Source data -

- - -

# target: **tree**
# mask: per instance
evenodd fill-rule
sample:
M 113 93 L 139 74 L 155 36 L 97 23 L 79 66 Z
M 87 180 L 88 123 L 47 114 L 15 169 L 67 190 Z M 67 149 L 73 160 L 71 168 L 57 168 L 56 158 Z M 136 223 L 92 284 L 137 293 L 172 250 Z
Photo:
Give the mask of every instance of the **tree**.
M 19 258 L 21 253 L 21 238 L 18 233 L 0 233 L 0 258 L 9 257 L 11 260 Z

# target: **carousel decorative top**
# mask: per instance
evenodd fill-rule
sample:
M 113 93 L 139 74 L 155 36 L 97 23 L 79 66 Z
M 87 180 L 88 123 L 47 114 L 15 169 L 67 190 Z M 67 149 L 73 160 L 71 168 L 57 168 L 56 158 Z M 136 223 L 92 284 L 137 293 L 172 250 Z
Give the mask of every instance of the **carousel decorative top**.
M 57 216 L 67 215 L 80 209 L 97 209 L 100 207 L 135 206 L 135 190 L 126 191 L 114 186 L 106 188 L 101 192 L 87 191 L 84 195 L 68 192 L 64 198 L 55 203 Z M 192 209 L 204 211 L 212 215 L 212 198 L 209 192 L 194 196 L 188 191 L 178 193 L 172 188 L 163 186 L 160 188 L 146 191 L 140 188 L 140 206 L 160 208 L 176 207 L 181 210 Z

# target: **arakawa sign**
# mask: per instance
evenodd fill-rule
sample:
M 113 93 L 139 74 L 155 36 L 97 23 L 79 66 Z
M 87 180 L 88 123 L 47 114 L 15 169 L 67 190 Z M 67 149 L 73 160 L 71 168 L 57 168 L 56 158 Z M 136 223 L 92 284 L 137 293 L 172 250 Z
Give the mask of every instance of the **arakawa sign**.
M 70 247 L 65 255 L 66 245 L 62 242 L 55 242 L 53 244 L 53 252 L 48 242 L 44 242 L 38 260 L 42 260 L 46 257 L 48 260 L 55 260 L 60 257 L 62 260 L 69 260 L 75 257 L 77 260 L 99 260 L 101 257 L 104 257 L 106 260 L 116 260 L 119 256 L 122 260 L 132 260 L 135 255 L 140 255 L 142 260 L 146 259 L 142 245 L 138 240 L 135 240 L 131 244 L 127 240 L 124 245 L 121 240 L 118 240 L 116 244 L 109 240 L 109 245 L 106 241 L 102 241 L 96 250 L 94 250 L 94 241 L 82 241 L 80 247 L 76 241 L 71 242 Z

- - -

Short exercise -
How many lines of the records above contain the string "target", with case taken into account? Reply with the number only.

Expected answer -
3